» **Goal**
Gather all lines of the listing that contain the word "every" and copy them out in order.

» **Dataset entries**

=======

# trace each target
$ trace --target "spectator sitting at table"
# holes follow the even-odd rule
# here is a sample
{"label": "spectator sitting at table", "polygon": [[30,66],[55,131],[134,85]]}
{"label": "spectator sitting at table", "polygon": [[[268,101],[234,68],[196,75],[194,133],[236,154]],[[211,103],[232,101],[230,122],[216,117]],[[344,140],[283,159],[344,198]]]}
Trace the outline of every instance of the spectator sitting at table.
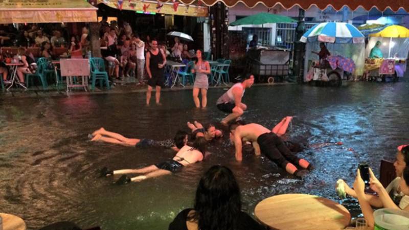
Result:
{"label": "spectator sitting at table", "polygon": [[241,211],[240,197],[232,171],[225,166],[213,166],[199,181],[193,208],[179,213],[168,229],[264,229]]}
{"label": "spectator sitting at table", "polygon": [[379,47],[382,44],[380,41],[377,41],[375,44],[375,46],[371,50],[371,53],[369,54],[369,58],[382,58],[383,57],[383,55],[382,54]]}
{"label": "spectator sitting at table", "polygon": [[50,43],[50,39],[47,37],[43,35],[42,31],[39,30],[37,31],[37,37],[34,40],[35,41],[35,44],[37,47],[41,47],[41,44],[44,41]]}
{"label": "spectator sitting at table", "polygon": [[129,58],[128,61],[128,70],[126,71],[125,75],[129,76],[129,72],[131,75],[136,77],[135,75],[135,70],[137,68],[137,63],[138,63],[138,56],[137,55],[137,43],[132,42],[131,44],[131,48],[129,50]]}
{"label": "spectator sitting at table", "polygon": [[[389,209],[400,210],[400,207],[397,206],[391,197],[388,195],[388,191],[375,176],[370,168],[369,168],[369,183],[371,185],[371,188],[379,196],[379,199],[383,204],[383,206]],[[399,182],[399,187],[403,194],[409,196],[409,167],[406,167],[403,169],[402,179]],[[365,183],[362,179],[359,169],[357,170],[356,178],[354,182],[354,189],[356,193],[363,217],[367,221],[368,226],[372,229],[375,225],[374,211],[371,207],[370,202],[367,199],[365,192]],[[403,209],[403,211],[409,212],[409,207],[406,206],[405,209]]]}
{"label": "spectator sitting at table", "polygon": [[65,40],[61,36],[61,32],[58,30],[54,31],[54,36],[51,37],[51,45],[53,48],[64,47]]}
{"label": "spectator sitting at table", "polygon": [[81,42],[77,39],[77,36],[71,36],[71,43],[70,45],[70,53],[71,58],[82,58],[82,48]]}
{"label": "spectator sitting at table", "polygon": [[28,55],[25,48],[20,47],[17,50],[17,54],[20,58],[20,62],[23,63],[22,66],[17,68],[17,75],[20,83],[24,84],[24,74],[34,74],[35,72],[36,64],[31,55]]}
{"label": "spectator sitting at table", "polygon": [[51,45],[50,42],[43,41],[41,44],[41,50],[40,56],[45,57],[48,59],[52,59],[53,52],[51,50]]}
{"label": "spectator sitting at table", "polygon": [[19,47],[27,48],[32,46],[34,43],[33,38],[29,36],[28,31],[25,30],[20,36],[17,44]]}
{"label": "spectator sitting at table", "polygon": [[[402,193],[402,188],[400,186],[403,169],[409,166],[409,146],[401,145],[398,147],[396,159],[393,165],[396,172],[396,178],[389,183],[385,189],[385,191],[400,209],[409,211],[409,196]],[[345,181],[343,181],[338,186],[344,186],[347,194],[353,197],[357,197],[356,190],[352,190]],[[372,206],[387,208],[378,196],[365,194],[365,198]]]}
{"label": "spectator sitting at table", "polygon": [[2,48],[0,47],[0,75],[3,75],[3,81],[5,84],[10,84],[11,82],[7,80],[7,74],[9,71],[7,70],[7,66],[5,64],[5,61],[6,60],[2,53]]}
{"label": "spectator sitting at table", "polygon": [[315,51],[311,51],[313,54],[315,54],[318,55],[320,58],[320,66],[321,67],[326,67],[329,65],[328,61],[327,60],[327,57],[331,56],[327,47],[325,46],[325,43],[324,42],[320,42],[320,48],[321,50],[319,52]]}
{"label": "spectator sitting at table", "polygon": [[181,57],[182,60],[190,60],[192,58],[194,58],[195,56],[196,55],[192,55],[190,53],[190,52],[189,52],[189,48],[188,47],[187,44],[184,44],[183,45],[183,51],[180,55],[180,57]]}

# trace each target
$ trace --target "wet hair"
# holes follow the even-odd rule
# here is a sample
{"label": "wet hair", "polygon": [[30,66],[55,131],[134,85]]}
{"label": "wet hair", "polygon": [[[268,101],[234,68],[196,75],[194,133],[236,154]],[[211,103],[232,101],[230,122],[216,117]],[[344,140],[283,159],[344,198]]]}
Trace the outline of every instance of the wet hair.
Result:
{"label": "wet hair", "polygon": [[215,165],[204,173],[197,186],[194,208],[194,213],[188,219],[197,221],[198,229],[238,228],[240,188],[229,168]]}
{"label": "wet hair", "polygon": [[405,180],[406,185],[409,187],[409,166],[405,167],[403,169],[402,176],[403,177],[403,179]]}
{"label": "wet hair", "polygon": [[201,152],[201,154],[203,154],[203,156],[204,157],[204,153],[206,153],[206,150],[207,150],[207,145],[208,142],[206,141],[206,139],[203,136],[199,136],[195,139],[192,147],[195,149],[199,150]]}
{"label": "wet hair", "polygon": [[[403,148],[402,150],[400,150],[400,152],[401,152],[402,155],[403,155],[403,159],[405,160],[406,167],[409,167],[409,145]],[[407,184],[407,185],[409,186],[409,184]]]}
{"label": "wet hair", "polygon": [[182,130],[178,130],[176,132],[173,141],[175,142],[175,145],[178,149],[181,148],[185,145],[185,138],[187,135],[187,132]]}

=======

» **Correct answer**
Trace the outline of every instance of the spectator sitting at table.
Trace the outline of every instance of the wet hair.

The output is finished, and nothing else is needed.